- **WHAT YOU SHOULD DO**:
Count the lines in the rows below that contain the string "awning", and give only that number.

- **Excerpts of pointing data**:
** START **
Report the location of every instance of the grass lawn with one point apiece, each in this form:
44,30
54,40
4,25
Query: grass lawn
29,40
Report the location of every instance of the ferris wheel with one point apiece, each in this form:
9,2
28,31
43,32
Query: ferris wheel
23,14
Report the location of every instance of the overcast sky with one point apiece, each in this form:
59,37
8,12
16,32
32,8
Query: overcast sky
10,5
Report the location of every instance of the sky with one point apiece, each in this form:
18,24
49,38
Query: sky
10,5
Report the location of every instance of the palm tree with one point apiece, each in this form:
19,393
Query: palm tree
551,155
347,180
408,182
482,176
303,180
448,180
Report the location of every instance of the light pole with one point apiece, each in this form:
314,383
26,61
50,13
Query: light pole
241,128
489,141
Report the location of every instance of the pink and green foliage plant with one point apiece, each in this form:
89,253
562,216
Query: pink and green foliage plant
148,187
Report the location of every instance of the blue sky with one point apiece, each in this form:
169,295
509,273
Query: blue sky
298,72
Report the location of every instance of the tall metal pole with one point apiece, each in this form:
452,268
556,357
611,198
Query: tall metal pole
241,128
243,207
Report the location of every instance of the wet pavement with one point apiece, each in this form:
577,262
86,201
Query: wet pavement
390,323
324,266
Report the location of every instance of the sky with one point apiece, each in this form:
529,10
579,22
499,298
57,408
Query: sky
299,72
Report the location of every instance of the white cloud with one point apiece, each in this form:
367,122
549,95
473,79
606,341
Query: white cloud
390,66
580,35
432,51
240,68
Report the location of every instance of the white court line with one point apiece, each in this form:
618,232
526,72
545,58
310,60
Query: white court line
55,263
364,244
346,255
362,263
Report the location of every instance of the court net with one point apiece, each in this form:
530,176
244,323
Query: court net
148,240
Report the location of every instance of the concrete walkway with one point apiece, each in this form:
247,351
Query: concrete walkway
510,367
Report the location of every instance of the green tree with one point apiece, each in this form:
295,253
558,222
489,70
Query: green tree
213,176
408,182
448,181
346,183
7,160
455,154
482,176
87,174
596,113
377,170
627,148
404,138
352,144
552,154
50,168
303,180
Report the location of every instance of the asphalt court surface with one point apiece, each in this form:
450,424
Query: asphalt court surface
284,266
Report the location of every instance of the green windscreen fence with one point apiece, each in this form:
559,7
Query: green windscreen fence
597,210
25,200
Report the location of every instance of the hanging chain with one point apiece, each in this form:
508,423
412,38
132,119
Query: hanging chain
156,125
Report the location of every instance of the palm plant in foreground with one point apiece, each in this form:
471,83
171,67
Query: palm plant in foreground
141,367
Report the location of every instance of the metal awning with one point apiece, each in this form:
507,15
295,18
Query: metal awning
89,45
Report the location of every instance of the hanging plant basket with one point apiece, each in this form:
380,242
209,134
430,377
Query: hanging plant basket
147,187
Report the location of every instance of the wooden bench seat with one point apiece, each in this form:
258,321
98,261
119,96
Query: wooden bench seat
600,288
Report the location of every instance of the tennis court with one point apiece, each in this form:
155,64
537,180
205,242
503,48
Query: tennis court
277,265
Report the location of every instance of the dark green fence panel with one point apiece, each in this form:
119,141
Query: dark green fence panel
** END **
** START **
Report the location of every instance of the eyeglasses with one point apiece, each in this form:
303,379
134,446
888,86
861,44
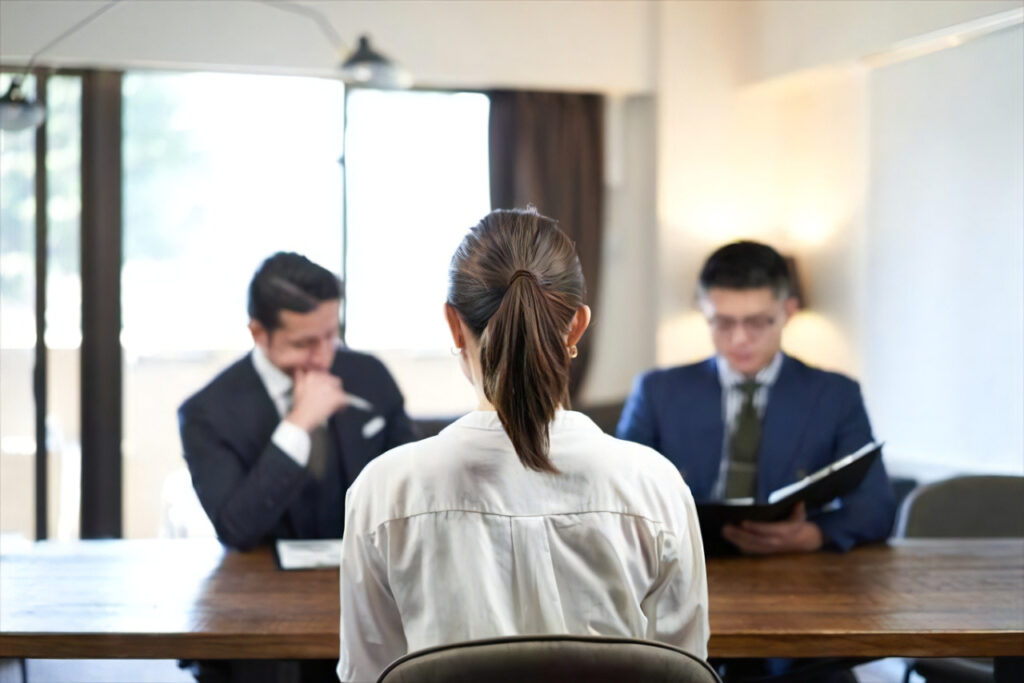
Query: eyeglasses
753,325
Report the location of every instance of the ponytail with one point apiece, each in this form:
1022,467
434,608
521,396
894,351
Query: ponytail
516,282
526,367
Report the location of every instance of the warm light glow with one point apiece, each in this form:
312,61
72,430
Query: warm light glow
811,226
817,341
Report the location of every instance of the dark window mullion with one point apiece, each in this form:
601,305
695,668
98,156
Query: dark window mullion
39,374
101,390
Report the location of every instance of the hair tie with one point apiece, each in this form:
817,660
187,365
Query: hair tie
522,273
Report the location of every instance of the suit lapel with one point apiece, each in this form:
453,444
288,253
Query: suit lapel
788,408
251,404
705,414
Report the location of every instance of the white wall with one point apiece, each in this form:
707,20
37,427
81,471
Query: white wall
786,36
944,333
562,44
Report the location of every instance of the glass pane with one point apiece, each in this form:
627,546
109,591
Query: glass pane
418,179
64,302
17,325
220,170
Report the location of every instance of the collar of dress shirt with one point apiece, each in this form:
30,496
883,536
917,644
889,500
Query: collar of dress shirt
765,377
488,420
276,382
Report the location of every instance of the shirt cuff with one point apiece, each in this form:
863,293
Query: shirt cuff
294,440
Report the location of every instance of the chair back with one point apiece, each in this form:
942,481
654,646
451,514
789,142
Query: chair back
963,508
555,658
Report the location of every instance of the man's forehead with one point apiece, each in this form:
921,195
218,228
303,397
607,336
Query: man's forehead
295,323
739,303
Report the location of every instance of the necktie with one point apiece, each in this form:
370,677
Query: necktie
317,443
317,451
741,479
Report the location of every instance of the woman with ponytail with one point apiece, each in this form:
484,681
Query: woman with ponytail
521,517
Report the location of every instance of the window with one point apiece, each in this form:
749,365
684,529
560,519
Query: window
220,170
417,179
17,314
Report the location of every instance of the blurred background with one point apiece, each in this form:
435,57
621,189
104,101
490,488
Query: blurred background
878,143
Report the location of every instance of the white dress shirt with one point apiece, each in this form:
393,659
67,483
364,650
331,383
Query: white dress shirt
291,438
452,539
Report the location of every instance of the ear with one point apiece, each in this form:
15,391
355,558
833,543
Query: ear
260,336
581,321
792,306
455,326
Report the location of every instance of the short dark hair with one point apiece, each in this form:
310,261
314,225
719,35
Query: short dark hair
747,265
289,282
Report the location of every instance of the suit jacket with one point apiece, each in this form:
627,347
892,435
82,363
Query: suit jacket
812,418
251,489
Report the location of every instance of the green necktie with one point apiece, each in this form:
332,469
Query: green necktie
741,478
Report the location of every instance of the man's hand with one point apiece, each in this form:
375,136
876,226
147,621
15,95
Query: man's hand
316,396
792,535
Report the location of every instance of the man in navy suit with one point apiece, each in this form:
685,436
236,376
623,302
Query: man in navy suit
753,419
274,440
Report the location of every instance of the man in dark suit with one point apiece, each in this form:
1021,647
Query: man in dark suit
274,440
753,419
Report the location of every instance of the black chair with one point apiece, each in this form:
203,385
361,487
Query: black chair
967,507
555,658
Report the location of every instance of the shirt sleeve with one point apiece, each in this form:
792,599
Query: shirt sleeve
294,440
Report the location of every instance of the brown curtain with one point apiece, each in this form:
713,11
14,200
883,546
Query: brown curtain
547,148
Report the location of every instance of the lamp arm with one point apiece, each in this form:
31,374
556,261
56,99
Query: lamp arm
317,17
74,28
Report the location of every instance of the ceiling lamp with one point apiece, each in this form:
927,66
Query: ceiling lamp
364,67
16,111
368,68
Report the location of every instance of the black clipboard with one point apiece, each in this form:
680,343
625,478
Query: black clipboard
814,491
** END **
- **OUTPUT OF THE EXERCISE**:
2